* [TASK INSTRUCTIONS]: Search the data for the string "stone" and copy each line in which it appears.

* [DATA TO USE]:
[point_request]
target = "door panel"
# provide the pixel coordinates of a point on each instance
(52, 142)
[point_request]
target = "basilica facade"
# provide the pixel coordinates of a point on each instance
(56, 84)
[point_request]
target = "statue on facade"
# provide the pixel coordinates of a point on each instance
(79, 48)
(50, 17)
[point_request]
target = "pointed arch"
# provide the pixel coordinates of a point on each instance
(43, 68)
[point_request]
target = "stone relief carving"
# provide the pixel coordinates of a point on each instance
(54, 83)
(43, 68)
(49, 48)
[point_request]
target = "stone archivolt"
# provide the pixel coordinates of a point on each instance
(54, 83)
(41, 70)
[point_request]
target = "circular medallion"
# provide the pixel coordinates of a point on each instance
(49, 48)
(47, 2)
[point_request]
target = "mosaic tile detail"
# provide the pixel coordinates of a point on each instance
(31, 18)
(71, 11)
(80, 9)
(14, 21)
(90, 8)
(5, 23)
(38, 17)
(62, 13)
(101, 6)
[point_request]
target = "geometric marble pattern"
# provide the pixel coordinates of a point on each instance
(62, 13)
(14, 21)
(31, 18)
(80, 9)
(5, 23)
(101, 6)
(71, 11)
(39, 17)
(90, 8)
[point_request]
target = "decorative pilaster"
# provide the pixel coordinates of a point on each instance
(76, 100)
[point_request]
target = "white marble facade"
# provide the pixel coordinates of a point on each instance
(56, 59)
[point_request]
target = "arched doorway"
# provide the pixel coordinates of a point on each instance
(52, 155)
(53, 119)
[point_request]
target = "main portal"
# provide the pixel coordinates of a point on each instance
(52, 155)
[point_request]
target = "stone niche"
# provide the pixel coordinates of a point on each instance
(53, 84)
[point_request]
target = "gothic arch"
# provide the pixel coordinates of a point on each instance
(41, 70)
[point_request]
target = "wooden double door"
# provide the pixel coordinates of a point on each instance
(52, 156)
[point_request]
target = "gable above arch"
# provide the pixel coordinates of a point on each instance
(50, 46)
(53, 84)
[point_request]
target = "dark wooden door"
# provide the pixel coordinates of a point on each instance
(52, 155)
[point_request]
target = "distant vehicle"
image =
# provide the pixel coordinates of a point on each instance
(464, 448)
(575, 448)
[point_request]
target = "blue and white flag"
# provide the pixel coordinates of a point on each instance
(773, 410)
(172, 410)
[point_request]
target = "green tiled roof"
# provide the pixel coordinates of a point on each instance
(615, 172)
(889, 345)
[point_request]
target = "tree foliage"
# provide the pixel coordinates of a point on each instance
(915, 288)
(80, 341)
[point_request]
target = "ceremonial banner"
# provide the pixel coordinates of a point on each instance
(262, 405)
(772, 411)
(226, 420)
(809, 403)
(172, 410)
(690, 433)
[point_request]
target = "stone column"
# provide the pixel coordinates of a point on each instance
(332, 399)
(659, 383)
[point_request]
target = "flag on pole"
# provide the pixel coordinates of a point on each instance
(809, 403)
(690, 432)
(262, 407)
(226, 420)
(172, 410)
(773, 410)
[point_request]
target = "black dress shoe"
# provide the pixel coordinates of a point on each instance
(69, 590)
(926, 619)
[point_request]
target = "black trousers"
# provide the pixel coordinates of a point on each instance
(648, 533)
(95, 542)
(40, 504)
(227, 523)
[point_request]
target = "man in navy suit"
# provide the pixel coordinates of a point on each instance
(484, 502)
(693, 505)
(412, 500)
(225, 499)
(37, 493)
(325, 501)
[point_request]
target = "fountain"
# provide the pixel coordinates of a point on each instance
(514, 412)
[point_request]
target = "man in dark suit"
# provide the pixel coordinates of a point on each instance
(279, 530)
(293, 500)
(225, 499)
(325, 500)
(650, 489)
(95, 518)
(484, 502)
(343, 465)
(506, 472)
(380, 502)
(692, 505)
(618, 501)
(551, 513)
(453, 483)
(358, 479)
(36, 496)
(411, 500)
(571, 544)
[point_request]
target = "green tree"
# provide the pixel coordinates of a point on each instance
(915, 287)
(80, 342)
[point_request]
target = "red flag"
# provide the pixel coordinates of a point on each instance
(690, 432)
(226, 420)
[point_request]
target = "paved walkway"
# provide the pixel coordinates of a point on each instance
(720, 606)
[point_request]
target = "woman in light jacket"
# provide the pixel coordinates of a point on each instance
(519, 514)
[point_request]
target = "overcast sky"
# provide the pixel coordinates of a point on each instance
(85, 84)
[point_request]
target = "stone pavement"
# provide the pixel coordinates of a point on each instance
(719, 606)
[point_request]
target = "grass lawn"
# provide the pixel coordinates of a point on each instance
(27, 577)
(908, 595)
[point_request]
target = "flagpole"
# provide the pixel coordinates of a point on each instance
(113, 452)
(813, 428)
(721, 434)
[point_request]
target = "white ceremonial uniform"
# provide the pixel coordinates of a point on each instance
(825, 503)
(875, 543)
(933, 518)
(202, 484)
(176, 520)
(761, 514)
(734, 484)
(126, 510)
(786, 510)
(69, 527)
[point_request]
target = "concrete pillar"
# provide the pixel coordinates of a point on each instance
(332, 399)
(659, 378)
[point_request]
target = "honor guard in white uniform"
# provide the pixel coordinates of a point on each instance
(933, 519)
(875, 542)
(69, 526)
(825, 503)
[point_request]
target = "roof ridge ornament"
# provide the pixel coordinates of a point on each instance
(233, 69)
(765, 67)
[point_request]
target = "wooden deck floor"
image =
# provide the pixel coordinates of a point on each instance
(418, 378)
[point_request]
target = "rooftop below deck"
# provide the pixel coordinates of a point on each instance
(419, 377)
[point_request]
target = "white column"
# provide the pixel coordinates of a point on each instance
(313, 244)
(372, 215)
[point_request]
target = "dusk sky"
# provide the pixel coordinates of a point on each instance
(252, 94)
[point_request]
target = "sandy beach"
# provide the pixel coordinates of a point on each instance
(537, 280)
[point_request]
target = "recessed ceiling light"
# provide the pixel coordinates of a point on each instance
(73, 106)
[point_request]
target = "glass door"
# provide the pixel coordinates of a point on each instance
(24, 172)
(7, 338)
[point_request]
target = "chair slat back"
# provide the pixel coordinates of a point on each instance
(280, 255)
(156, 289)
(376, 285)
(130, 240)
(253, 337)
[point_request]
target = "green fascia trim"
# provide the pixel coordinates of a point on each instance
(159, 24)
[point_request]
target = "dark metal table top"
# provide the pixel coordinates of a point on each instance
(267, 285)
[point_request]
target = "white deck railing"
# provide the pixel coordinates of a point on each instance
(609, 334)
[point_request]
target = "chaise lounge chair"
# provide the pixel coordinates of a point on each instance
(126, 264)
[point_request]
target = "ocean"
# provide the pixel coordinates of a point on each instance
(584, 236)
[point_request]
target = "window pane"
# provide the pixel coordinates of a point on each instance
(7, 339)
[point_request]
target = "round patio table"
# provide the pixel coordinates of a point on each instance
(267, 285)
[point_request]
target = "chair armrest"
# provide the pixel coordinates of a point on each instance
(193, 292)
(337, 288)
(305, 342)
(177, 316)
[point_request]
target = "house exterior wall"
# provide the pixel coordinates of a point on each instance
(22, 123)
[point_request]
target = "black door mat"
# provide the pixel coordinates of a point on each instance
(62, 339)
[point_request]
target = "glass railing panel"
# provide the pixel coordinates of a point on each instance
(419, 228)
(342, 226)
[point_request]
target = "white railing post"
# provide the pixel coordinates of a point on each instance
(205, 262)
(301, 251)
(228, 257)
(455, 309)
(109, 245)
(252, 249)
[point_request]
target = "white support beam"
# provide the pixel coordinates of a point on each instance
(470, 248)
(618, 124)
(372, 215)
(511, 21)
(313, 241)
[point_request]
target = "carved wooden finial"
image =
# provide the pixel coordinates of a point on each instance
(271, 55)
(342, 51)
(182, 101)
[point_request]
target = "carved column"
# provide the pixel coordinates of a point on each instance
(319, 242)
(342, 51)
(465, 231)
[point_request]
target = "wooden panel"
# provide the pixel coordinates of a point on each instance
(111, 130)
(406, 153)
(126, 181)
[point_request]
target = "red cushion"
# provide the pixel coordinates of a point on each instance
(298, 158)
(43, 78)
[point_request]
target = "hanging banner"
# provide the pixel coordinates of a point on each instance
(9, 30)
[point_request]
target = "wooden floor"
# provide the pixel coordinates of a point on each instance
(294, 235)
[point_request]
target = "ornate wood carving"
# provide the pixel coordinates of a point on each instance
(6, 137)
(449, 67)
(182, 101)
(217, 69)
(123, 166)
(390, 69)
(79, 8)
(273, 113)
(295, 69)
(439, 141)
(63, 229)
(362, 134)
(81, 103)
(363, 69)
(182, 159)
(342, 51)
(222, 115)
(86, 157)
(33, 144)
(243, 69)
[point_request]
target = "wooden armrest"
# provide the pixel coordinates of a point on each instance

* [ANSWER SECTION]:
target = "stone relief carving"
target = "stone archivolt"
target = "stone niche"
target = "stone column"
target = "stone pavement"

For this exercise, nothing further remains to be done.